• **GIVEN DATA**
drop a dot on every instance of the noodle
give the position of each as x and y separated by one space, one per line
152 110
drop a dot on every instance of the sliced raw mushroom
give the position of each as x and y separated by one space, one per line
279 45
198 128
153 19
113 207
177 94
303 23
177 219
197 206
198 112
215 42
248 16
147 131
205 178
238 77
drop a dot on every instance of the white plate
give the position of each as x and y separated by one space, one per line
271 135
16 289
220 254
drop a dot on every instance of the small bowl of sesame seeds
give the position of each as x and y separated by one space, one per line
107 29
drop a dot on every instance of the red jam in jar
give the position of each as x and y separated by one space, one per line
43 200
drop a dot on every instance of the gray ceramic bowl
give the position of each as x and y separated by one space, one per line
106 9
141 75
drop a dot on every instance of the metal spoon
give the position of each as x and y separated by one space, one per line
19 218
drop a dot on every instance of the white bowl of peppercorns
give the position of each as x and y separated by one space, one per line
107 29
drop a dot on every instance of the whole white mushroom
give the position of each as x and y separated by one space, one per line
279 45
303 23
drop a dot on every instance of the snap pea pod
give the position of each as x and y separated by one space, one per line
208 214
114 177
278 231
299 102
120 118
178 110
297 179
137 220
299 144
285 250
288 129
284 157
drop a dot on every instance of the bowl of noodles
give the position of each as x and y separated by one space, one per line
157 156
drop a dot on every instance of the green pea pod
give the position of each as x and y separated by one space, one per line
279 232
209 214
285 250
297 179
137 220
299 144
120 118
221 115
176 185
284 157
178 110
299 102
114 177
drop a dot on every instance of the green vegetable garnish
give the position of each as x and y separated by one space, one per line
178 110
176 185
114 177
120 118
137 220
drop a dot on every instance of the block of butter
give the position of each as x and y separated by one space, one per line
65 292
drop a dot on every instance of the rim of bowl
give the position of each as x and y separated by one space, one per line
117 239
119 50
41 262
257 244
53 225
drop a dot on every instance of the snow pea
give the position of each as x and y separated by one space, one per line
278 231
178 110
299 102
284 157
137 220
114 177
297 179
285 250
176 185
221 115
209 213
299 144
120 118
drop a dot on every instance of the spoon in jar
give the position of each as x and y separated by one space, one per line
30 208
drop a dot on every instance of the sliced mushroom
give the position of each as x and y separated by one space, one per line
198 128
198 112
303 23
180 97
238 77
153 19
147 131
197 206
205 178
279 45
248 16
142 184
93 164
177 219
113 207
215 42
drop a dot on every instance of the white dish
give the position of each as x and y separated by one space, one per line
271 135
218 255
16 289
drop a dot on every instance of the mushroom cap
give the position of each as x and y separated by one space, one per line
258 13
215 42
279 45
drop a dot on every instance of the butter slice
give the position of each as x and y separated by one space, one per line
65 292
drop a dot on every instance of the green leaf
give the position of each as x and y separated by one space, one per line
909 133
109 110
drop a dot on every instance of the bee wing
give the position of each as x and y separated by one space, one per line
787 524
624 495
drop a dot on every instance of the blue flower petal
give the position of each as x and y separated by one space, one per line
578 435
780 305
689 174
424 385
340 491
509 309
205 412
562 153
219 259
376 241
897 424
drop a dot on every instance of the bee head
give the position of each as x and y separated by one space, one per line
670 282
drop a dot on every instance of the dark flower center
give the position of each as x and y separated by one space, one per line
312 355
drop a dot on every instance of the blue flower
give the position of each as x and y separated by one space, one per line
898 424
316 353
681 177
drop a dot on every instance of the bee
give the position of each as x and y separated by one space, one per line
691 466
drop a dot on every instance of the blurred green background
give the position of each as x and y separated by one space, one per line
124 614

• **WHAT IS ASKED**
Update the listing above by changing every "drop a dot" to "place a marker" and keeping everything else as it is.

• **RESULT OF THIS EXERCISE**
place a marker on every instance of the noodle
give the position of each as x and y separated by one space, one per line
152 110
place a marker on every instance of the sliced raw mushroom
give the position of each as x and y separated by one space, one per line
279 45
198 128
153 19
113 207
177 94
303 23
177 219
197 206
198 112
215 42
248 16
147 131
205 178
238 77
place a marker on every instance of the white plate
give the position of each as x and y separated by one space, one per line
271 135
16 289
220 254
place a marker on every instance of the small bowl of sesame seeds
give the position of each as x and y separated by one space, one per line
107 29
place a marker on every instance of the red jam in jar
give the position of each as x and y separated by one space, one per line
43 200
place a marker on every instance of the gray ceramic bowl
give the position of each as x and y separated by one space, one per line
106 9
141 75
place a marker on every instance of the metal spoon
give the position of each as x and y separated by one space, one per line
19 218
place a marker on every instance of the white bowl of peppercorns
give the position of each as x and y separated by one space, one per line
107 29
place a marker on every instance of the whole white mushroom
give the position of each as x and y separated by one space, one per line
279 45
303 23
place a marker on every instance of the snap pea pod
give the position of each as x and y separated by one space, one per line
208 214
114 177
278 231
299 102
120 118
178 110
297 179
137 220
299 144
285 250
288 129
284 157
place a marker on every instance of the bowl of noodles
give the position of each as x and y separated by one space, one per line
157 156
place a marker on every instance of the green pea pod
give the position of each as x and y separated by one space, one per line
279 232
209 214
285 250
297 179
137 220
299 144
120 118
221 115
176 185
284 157
178 110
299 102
114 177
place a marker on every instance of the green vegetable garnish
give the position of each as x and y separated by one space, one per line
178 110
176 185
114 177
120 118
137 220
place a marker on every instance of the block of butter
give the position of each as x and y separated by one space, one per line
65 292
place a marker on every instance of the rim of bowl
give the position of each as x and y separated by one space, one per line
117 239
119 50
41 262
257 244
53 225
place a marker on every instance of the snow pea
give the position of each as x and y separated by one space, one per line
278 231
178 110
299 102
284 157
137 220
114 177
297 179
285 250
176 185
221 115
209 213
299 144
120 118
place a marker on every instance of the spoon in jar
give the position of each as x and y separated by one space, one per line
30 208
place a marker on every instance of the sliced mushroom
give the position of each as x and y separated by one space, one per line
198 128
198 112
303 23
180 97
238 77
153 19
147 131
197 206
205 178
279 45
248 16
142 184
93 164
177 219
113 207
215 42
place a marker on every instance of the white dish
give the position of each as x and y separated by one space, one per line
271 135
218 255
16 289
place a marker on every instance of the mushroom cap
give the position of each as x and y separated by one space, one per line
258 13
215 42
279 45
place a marker on every instance of the butter slice
give the position of each as x and y separated by one space, one per line
65 292
place a marker on every instance of the green leaf
give the position of each as x and y separated by one space, one per line
909 133
109 110
place a marker on every instance of the bee wing
give the position of each as x and y separated by one space, one per line
787 524
624 495
place a marker on every instance of the blue flower petal
give the position of each as x and y separated by one space, one per line
578 435
780 305
689 174
424 385
340 491
509 309
205 412
562 153
219 259
376 241
897 424
place a marker on every instance of the bee head
give the position of each as x and y separated by one space, one per line
670 282
place a marker on every instance of the dark flower center
give the position of each as x and y separated by one space, one per line
312 355
place a marker on every instance of the blue flower
give the position of each as x and y separated by one space, one per line
898 424
316 353
681 177
place a marker on every instance of the bee
give the position of each as x and y separated by one space, one per line
691 466
place a marker on every instance of the blurred green background
give the position of each as x and y separated by one space, one per line
124 614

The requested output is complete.